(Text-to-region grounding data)
---*---

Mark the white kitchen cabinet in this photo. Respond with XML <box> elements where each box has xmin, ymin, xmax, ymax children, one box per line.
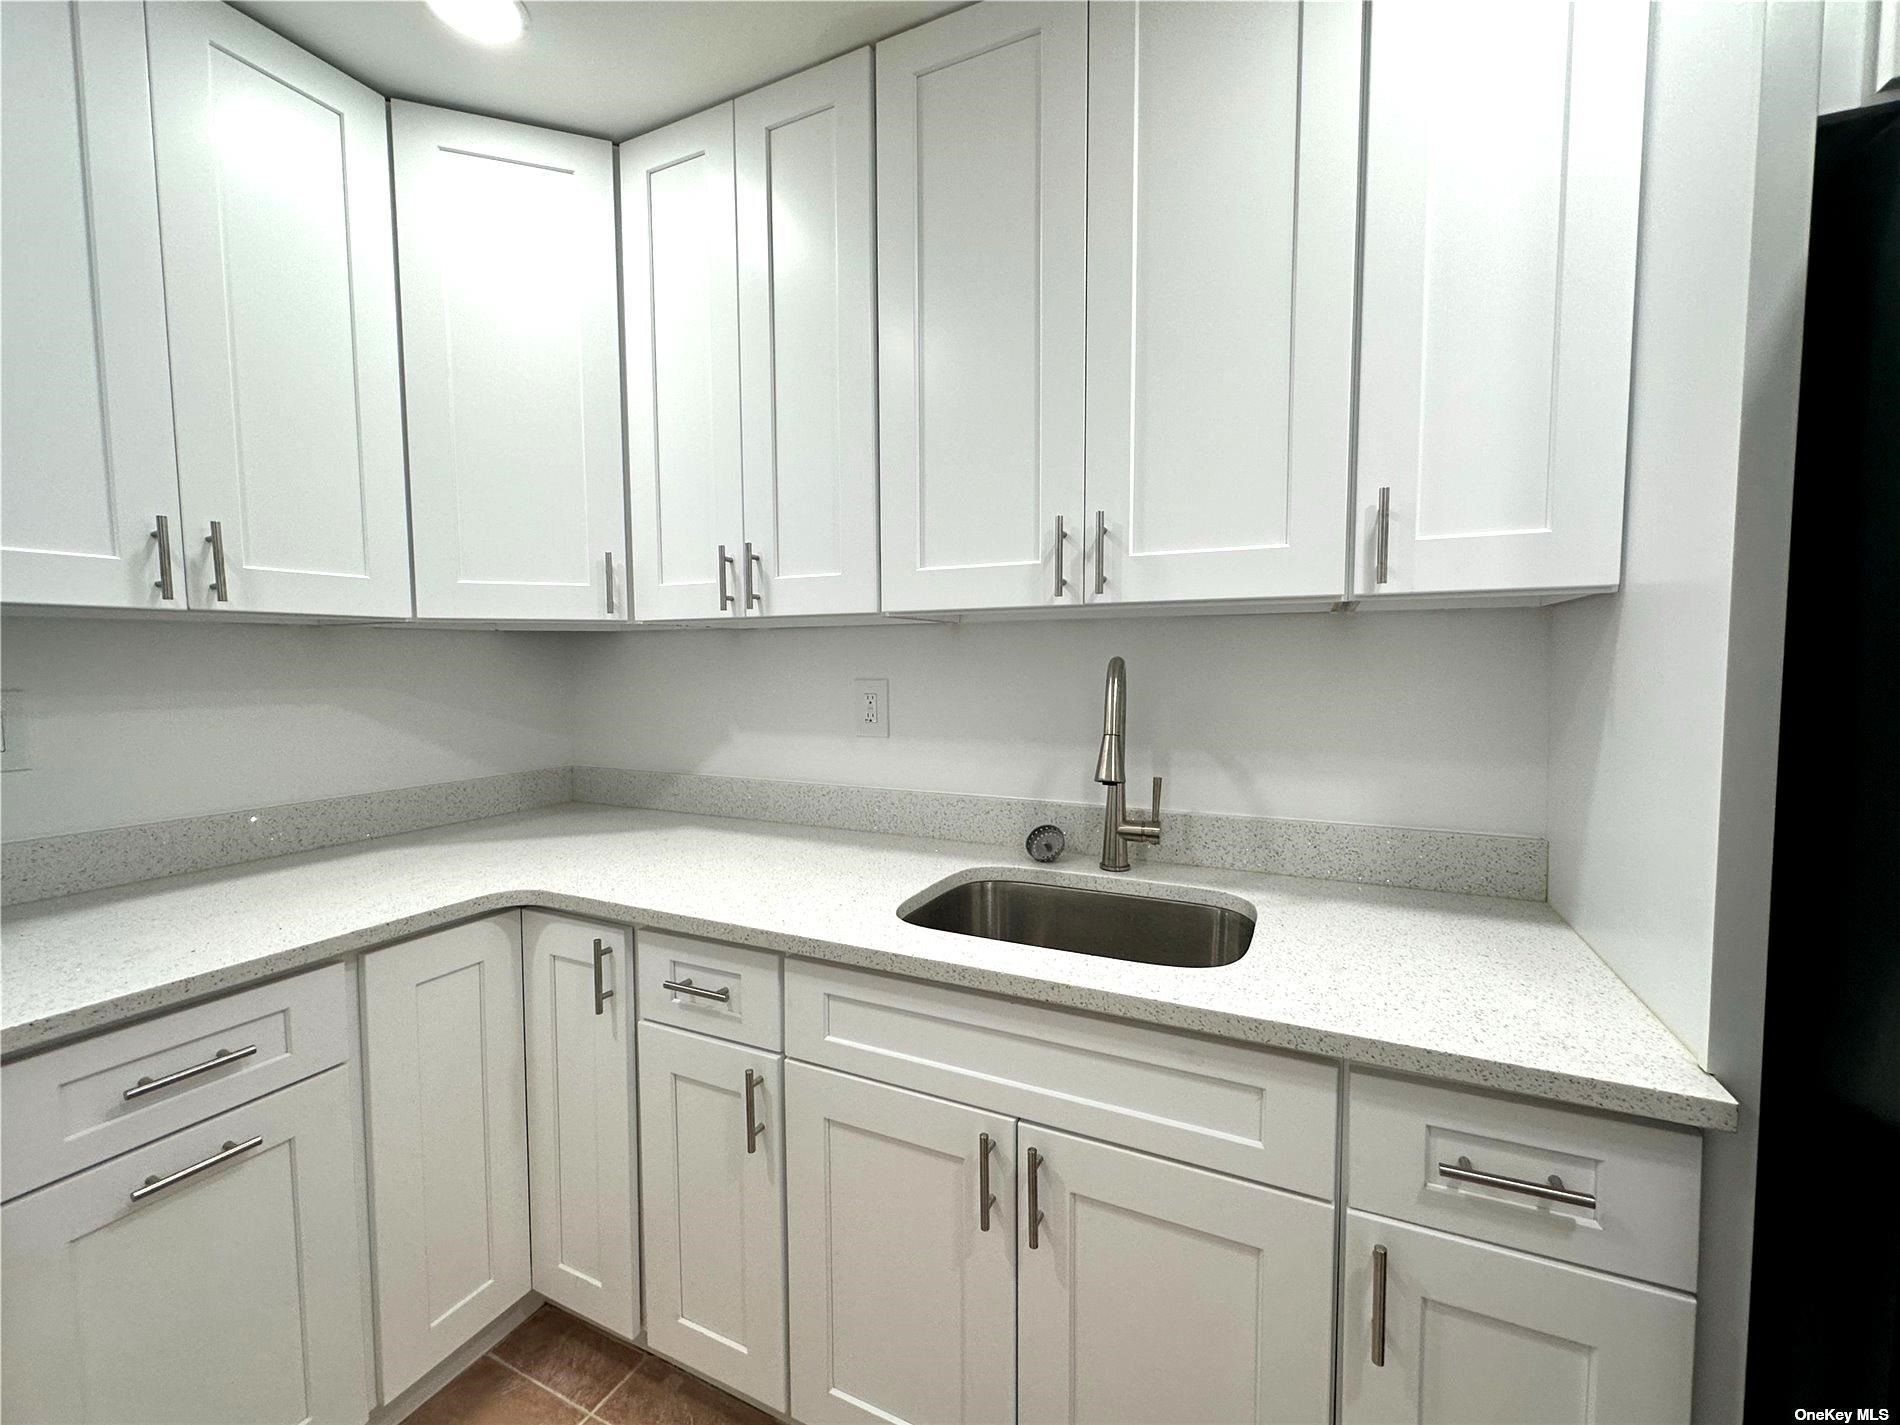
<box><xmin>1820</xmin><ymin>2</ymin><xmax>1900</xmax><ymax>112</ymax></box>
<box><xmin>1017</xmin><ymin>1125</ymin><xmax>1334</xmax><ymax>1425</ymax></box>
<box><xmin>0</xmin><ymin>0</ymin><xmax>185</xmax><ymax>611</ymax></box>
<box><xmin>361</xmin><ymin>914</ymin><xmax>531</xmax><ymax>1400</ymax></box>
<box><xmin>1</xmin><ymin>1068</ymin><xmax>372</xmax><ymax>1425</ymax></box>
<box><xmin>638</xmin><ymin>1021</ymin><xmax>787</xmax><ymax>1411</ymax></box>
<box><xmin>876</xmin><ymin>2</ymin><xmax>1088</xmax><ymax>613</ymax></box>
<box><xmin>522</xmin><ymin>912</ymin><xmax>637</xmax><ymax>1338</ymax></box>
<box><xmin>621</xmin><ymin>105</ymin><xmax>747</xmax><ymax>622</ymax></box>
<box><xmin>735</xmin><ymin>50</ymin><xmax>880</xmax><ymax>617</ymax></box>
<box><xmin>1084</xmin><ymin>1</ymin><xmax>1361</xmax><ymax>606</ymax></box>
<box><xmin>785</xmin><ymin>1063</ymin><xmax>1016</xmax><ymax>1425</ymax></box>
<box><xmin>1340</xmin><ymin>1212</ymin><xmax>1696</xmax><ymax>1425</ymax></box>
<box><xmin>145</xmin><ymin>1</ymin><xmax>410</xmax><ymax>617</ymax></box>
<box><xmin>392</xmin><ymin>103</ymin><xmax>627</xmax><ymax>621</ymax></box>
<box><xmin>1354</xmin><ymin>1</ymin><xmax>1649</xmax><ymax>599</ymax></box>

---*---

◆ **Problem description**: Retype all the records shown above, character for character. Omit every picture.

◆ **Solved exercise**:
Mark the white kitchen cabinet in this photo. Respond with XML <box> elements where each box has xmin, ymin, xmax, ymax children, one box per line.
<box><xmin>1820</xmin><ymin>2</ymin><xmax>1900</xmax><ymax>112</ymax></box>
<box><xmin>1017</xmin><ymin>1125</ymin><xmax>1334</xmax><ymax>1425</ymax></box>
<box><xmin>0</xmin><ymin>0</ymin><xmax>185</xmax><ymax>611</ymax></box>
<box><xmin>361</xmin><ymin>914</ymin><xmax>531</xmax><ymax>1400</ymax></box>
<box><xmin>1</xmin><ymin>1068</ymin><xmax>372</xmax><ymax>1425</ymax></box>
<box><xmin>638</xmin><ymin>1021</ymin><xmax>787</xmax><ymax>1411</ymax></box>
<box><xmin>876</xmin><ymin>2</ymin><xmax>1088</xmax><ymax>613</ymax></box>
<box><xmin>522</xmin><ymin>912</ymin><xmax>637</xmax><ymax>1338</ymax></box>
<box><xmin>621</xmin><ymin>105</ymin><xmax>747</xmax><ymax>622</ymax></box>
<box><xmin>735</xmin><ymin>50</ymin><xmax>880</xmax><ymax>617</ymax></box>
<box><xmin>1084</xmin><ymin>1</ymin><xmax>1361</xmax><ymax>606</ymax></box>
<box><xmin>785</xmin><ymin>1063</ymin><xmax>1016</xmax><ymax>1425</ymax></box>
<box><xmin>1340</xmin><ymin>1212</ymin><xmax>1696</xmax><ymax>1425</ymax></box>
<box><xmin>145</xmin><ymin>1</ymin><xmax>410</xmax><ymax>617</ymax></box>
<box><xmin>392</xmin><ymin>103</ymin><xmax>627</xmax><ymax>621</ymax></box>
<box><xmin>1354</xmin><ymin>1</ymin><xmax>1649</xmax><ymax>599</ymax></box>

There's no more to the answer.